**About this task**
Pick up the text on M2 money supply and US inflation after its last sentence and keep writing it.

The chart below is a change rate version of the same information as shown above.

M2 and CPI change rate USA

FRED

One can see in the above chart that both M2 and inflation have peaked and are falling. One can see from past times of inflation the same time relationship with a peak in M2 and then a peak in inflation some two to three years later. If one were to advance the blue M2 line to match the peaks and troughs in the red CPI line to get a match of best fit one then has a guide as to the lead of M2 over inflation and this is done in a chart further on in this article.

Other factors that one notices are:

1. The peak change rate in past CPI episodes was reached mostly in the gray recession bars shown on the chart. So the next official recession should coincide with the peak in the CPI.

2. The shape of the three past major CPI episodes [1968-1970, 1971-1974, 1977-1980] tends to have a symmetrical rise and fall pattern. The most recent CPI episode started rising in May 2020 and looks to have peaked in June 2022 and so one can forecast that CPI will return to its start level in June 2024. This is shown in the chart below which is a zoomed version of the last part of the chart above.

M2 and CPI change rate USA

FRED

So the conclusion is that inflation is provably decelerating and one can expect the world central banks to slow and desist from their destructive rate-raising policies in the medium term.

The conclusions above are supported by two reputable scientific sources as shown in the charts below.

USA m2 CPI and 10yr bond change rate chart

Mr Robert P Balan

The chart above was shown last month and in this chart, the M2 and CPI peaks and troughs have been lined up to make a pattern of best fit. This then identifies the lagged impact of M2 and thus the path that the CPI will follow. The chart is showing that inflation is set to fall and most probably will fall as fast as it rose. A period of deflation is possible.

Text and chart on M2 and CPI in the USA

Professor Ivan Kitov

The chart and text above are from another source, Professor Ivan Kitov, who has identified the same factors and relationships at work. One point that Professor Kitov does not mention is that shortages of key goods and services related to COVID-19 shutdowns and illness also contributed to the rise in CPI. In effect the inflation was caused at both ends at once: There was an infusion of M2 on the demand side and then a parallel shortage of key goods and services on the supply side.

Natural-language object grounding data
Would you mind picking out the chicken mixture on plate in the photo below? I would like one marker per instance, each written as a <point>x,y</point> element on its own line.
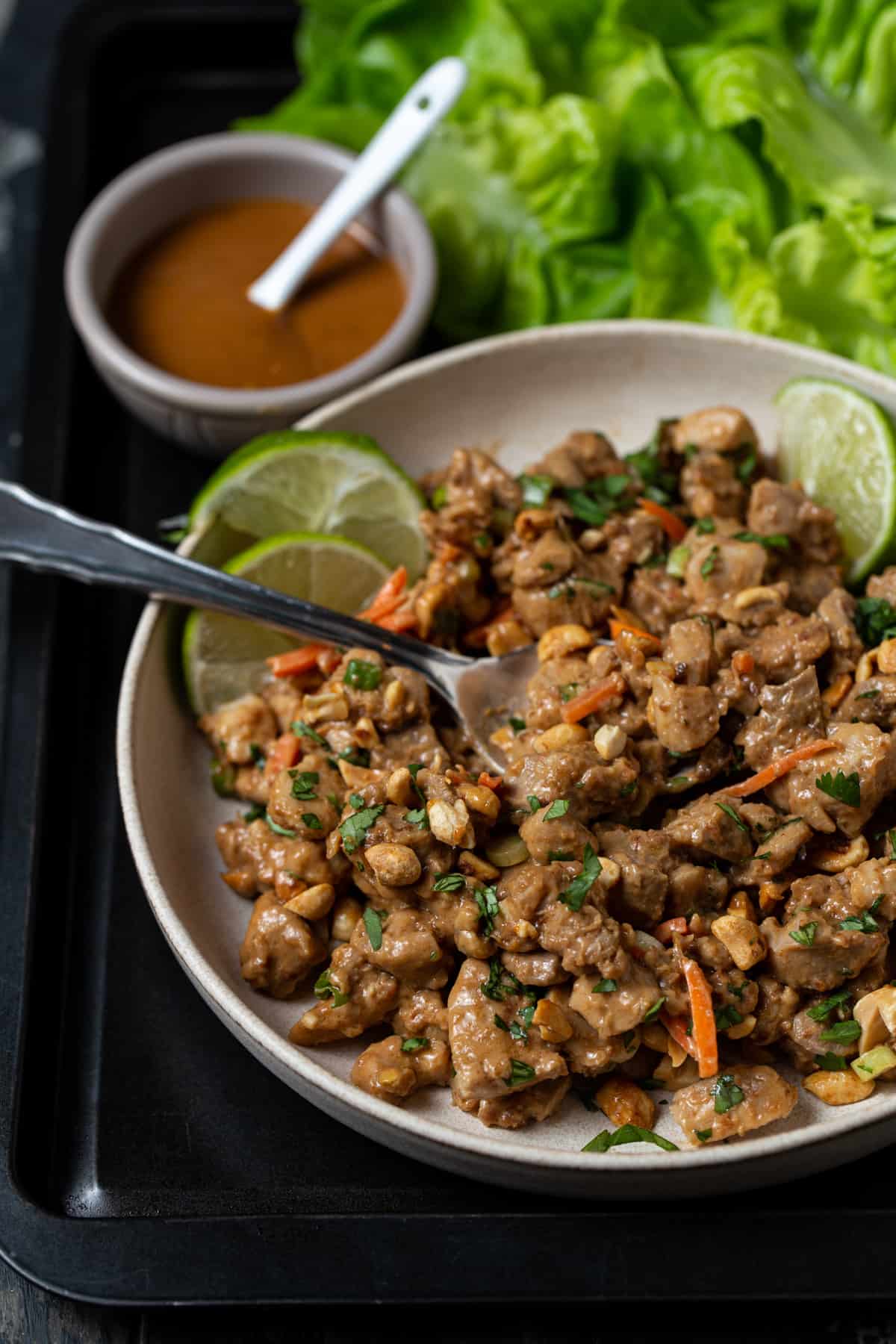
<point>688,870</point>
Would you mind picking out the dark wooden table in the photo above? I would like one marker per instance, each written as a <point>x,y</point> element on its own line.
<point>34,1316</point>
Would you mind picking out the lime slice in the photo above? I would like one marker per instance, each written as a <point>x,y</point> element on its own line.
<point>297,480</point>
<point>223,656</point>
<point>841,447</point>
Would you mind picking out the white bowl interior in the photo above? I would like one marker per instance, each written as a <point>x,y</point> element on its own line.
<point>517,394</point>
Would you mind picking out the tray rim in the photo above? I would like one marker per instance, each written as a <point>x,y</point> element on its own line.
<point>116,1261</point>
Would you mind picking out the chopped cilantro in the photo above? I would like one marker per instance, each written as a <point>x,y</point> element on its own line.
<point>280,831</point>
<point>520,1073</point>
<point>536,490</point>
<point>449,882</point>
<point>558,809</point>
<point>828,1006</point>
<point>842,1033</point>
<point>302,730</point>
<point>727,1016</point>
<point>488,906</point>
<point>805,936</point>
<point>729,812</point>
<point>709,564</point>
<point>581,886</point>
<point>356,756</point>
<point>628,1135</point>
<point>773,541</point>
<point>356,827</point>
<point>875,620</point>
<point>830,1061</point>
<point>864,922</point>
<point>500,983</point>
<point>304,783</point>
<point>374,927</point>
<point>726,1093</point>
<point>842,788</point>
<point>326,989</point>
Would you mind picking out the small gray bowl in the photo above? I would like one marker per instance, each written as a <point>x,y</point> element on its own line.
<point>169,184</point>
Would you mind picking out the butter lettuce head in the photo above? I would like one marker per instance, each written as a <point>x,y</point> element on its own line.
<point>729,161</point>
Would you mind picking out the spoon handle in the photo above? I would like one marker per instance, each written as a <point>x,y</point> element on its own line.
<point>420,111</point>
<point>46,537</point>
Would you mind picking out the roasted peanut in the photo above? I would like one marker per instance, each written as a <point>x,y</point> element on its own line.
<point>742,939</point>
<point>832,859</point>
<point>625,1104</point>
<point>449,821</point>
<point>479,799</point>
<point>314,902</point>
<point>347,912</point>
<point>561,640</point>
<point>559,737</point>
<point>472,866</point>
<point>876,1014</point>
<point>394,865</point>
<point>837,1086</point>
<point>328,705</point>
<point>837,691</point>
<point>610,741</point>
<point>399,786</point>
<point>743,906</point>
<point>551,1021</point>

**Task answer**
We now have a situation where the M2 demand side contribution to CPI has stopped. On the supply side, slowly but surely the COVID-related shortages are easing. The recent loosening of COVID restrictions in China is a major step forward in this regard because a lot of things are made in China.

The chart below comes from Mr. Robert P. Balan of Predictive Analytic Models and is part of his SA Marketplace service information for subscribers. The chart shows the level of money creation by the top five world governments (the G5) in a change rate format, along with a host of other indexes. This chart gives a sense of important inflection points and direction.

G5 fiscal flow chart 12/22

Mr Robert P Balan

The basic changes over the last month are negative in that both the dark dotted lines (central bank balance sheets and M2 money supply) are falling and point to less promising times in late 2023.

The chart below tracks the activities of the top five central banks (the C5) and shows a similar trend (dark green line on the chart) and a sense of amplitude (not that great). The change over the last month is that the green line has flattened and like the chart above points to less buoyant markets in late 2023.

C5 fiscal flow charts for 12/22

Mr Robert P Balan

One notes also that the Dow Jones has managed to make two higher highs in a row even though it has also achieved a series of lower lows since the start of the market decline in December 2021.

If you are looking to make a market entry, sometime in the first quarter of 2023 is likely to be a good time judging by the macro tidal forces that underpin the asset markets.